*Challenge*. Reproduce all lines of the material below, requests included, and shift every x,y coordinate in the answers by -41, leaving the sample coordinates inside the requests unchanged. Leave the pictures out.

*Available data*.
:::
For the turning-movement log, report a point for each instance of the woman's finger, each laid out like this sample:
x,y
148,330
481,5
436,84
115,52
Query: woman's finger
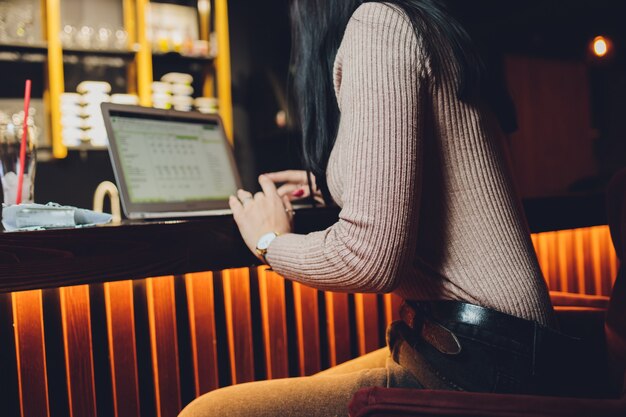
x,y
244,196
293,176
235,205
288,189
267,185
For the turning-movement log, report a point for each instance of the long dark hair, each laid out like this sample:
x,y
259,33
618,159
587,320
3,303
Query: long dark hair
x,y
318,27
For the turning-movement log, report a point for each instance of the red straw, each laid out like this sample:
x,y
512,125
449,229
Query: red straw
x,y
20,177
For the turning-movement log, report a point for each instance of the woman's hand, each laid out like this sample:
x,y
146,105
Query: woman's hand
x,y
295,185
262,213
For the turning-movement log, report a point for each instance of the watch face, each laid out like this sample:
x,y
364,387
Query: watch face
x,y
265,240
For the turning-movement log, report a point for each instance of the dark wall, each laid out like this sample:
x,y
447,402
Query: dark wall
x,y
260,47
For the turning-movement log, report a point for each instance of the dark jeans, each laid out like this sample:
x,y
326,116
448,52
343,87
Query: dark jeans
x,y
444,352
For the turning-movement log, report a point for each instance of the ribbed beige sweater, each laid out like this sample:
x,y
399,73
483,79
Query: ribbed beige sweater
x,y
427,207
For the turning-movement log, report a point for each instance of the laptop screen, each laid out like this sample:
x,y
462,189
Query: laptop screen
x,y
169,163
172,161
:::
*Exercise result*.
For the turning-movement log, report a point for each instance of the woman's finger, each laid out like this sample:
x,y
148,330
481,5
436,84
115,52
Query: woman's finger
x,y
203,155
252,135
194,164
247,148
226,144
For the turning-movement log, report a point for each instance of the long dark hair, each laid out like this sample:
x,y
259,33
618,159
587,320
3,303
Query: long dark hair
x,y
277,-14
For the turning-movement log, report a point for each instance of the red straw, each laid out like this sample:
x,y
512,125
449,229
Query: red straw
x,y
-21,136
For the turning-movement log, report a point for each instance of the woman's hand, each laid out like this sample:
x,y
146,105
Query: woman's hand
x,y
254,144
221,172
For the turning-movement log, report a point for each instance of the watch face, each laid out like this sample:
x,y
364,387
Query: watch face
x,y
224,199
For the turning-movement log, report a point for each instance of the dark wall, each laid out like this sample:
x,y
447,402
Query: dark wall
x,y
219,6
For the turning-movement log, report a point for each instance of the dark jeans, each laid out like this sample:
x,y
326,116
448,52
343,87
Query: dark jeans
x,y
403,311
For the turning-movement log, report a point for each instance of the ribbed beige sweater, each laid out like this sample:
x,y
399,73
483,79
Query: ribbed beige sweater
x,y
386,166
For the turning-movement log, report a point for each instance of the laptop screen, each laid out like this sample:
x,y
462,189
Query: laptop screen
x,y
128,122
131,120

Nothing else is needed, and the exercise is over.